§ **EXERCISE AIM**: Extract the text of every entry below exactly; leave images out.

[Source data]

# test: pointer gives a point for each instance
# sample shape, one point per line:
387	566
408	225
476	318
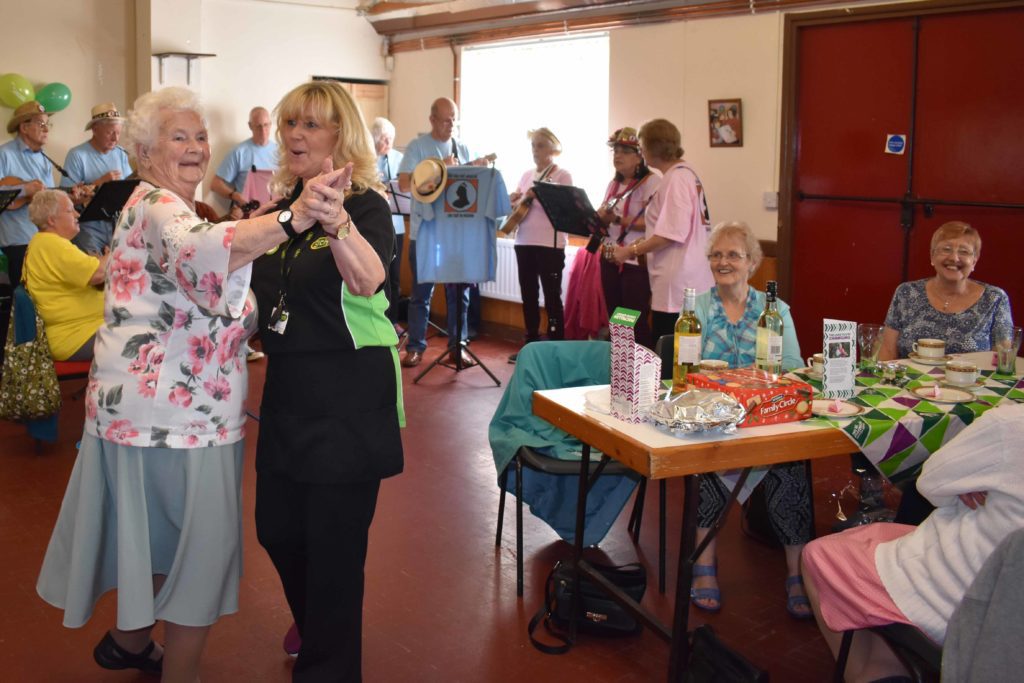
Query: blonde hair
738	228
545	132
144	117
662	139
956	228
45	205
330	105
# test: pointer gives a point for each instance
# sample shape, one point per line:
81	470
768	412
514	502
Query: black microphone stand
457	349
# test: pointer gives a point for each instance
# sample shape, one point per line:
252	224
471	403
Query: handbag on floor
714	662
29	388
598	613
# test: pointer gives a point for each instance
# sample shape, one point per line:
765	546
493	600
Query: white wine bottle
769	349
686	345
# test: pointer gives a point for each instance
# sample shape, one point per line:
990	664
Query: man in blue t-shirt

§ **OUTPUT FOR THIS TASK**:
# test: pointer gives a point for each instance
# sample shape, one point per line:
387	566
408	225
476	318
Query: blonde hair
738	228
545	132
144	117
662	139
956	228
45	205
330	105
# test: pointer gives a point for each instance
# sample shape, one point per line:
81	470
768	412
514	502
Query: black microphone stand
457	349
# test: pointer gives a point for each instance
# sample shape, one point per line:
252	224
471	403
Query: handbag on floor
714	662
29	388
598	613
# test: pointer gives a point for each instance
# sample shape, one point per line:
765	546
493	600
Query: white wine bottle
769	349
686	345
# test: pointer gives a point for each instance
# sample shape, one point per line:
990	664
Query: man in blue t-shirt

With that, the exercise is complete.